(Referring expression pointing data)
*-*-*
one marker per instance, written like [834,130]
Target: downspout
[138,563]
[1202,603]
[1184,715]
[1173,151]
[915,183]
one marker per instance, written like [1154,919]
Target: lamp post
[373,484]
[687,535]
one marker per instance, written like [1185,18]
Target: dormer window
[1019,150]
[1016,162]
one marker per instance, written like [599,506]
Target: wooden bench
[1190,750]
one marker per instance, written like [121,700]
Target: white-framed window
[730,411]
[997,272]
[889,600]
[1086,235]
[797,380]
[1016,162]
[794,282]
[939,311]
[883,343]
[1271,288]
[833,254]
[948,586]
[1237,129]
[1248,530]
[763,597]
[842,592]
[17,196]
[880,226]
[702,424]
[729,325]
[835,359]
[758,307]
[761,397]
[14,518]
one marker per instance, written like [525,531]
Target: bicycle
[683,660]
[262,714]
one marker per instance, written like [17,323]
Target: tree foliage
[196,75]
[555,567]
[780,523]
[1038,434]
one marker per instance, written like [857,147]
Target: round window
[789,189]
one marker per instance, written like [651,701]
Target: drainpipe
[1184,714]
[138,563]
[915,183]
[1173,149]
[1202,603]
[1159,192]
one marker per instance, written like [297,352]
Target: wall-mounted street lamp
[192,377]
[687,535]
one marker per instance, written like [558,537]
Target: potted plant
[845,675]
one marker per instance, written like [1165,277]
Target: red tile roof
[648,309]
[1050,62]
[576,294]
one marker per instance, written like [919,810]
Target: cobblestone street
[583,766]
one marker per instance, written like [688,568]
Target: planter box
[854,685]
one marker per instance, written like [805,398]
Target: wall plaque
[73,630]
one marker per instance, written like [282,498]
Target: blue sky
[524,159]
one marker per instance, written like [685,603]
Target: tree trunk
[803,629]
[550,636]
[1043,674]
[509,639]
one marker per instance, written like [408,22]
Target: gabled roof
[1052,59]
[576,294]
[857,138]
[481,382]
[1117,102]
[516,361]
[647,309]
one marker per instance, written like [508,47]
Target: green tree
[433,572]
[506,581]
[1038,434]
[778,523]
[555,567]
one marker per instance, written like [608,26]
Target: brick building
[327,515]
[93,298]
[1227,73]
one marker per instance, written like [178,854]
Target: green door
*-*-*
**WHAT IS NEEDED**
Repeat the lines above with every word intact.

**REPLY TO THE TASK**
one marker per instance, written like [834,130]
Target: downspout
[138,563]
[1202,603]
[1184,715]
[1173,151]
[915,183]
one marker per instance, written like [1154,919]
Target: lamp post
[373,484]
[687,535]
one marker per instance, written like [1185,18]
Target: dormer window
[1019,150]
[1016,162]
one marker per instance, written like [599,506]
Target: wooden bench
[1190,750]
one marker per instance, written like [121,700]
Target: white-framed window
[730,411]
[997,272]
[889,600]
[1086,235]
[797,380]
[1016,162]
[794,282]
[939,311]
[883,343]
[1271,288]
[833,254]
[948,586]
[1237,129]
[1248,530]
[763,597]
[842,592]
[17,196]
[880,226]
[702,424]
[729,325]
[835,359]
[758,307]
[761,397]
[14,518]
one marker per instance, written like [525,531]
Target: bicycle
[683,660]
[262,714]
one marker per instance, written like [17,323]
Target: tree foliage
[196,75]
[555,567]
[780,523]
[1038,434]
one marker per instance, written like [857,147]
Target: round window
[789,189]
one marker per instance, written like [651,701]
Target: drainpipe
[1184,714]
[138,563]
[915,183]
[1173,149]
[1202,603]
[1159,192]
one marker per instance, written like [297,352]
Target: wall-mounted street lamp
[192,377]
[687,535]
one marker per instance, written like [558,537]
Target: potted plant
[845,675]
one marker per instance, written like [1165,277]
Target: red tile roof
[648,309]
[1050,62]
[576,294]
one marker per instance, written like [919,810]
Target: cobblestone street
[583,766]
one marker per instance, written like [688,568]
Target: planter box
[854,685]
one marker per instance, written like [805,398]
Target: wall plaque
[73,630]
one marker per instance, written like [282,498]
Target: blue sky
[524,159]
one marker per instance, written like [685,603]
Target: tree trunk
[803,629]
[550,636]
[1043,674]
[509,639]
one marker per instance, written like [408,22]
Target: gabled roof
[1052,59]
[576,294]
[857,138]
[481,382]
[1117,102]
[516,361]
[647,309]
one marker per instance, written like [508,47]
Target: green tree
[433,572]
[506,581]
[1038,434]
[778,523]
[555,567]
one marker per instance, written like [608,26]
Target: brick building
[327,515]
[93,298]
[1227,73]
one marker per instance, written like [178,854]
Target: green door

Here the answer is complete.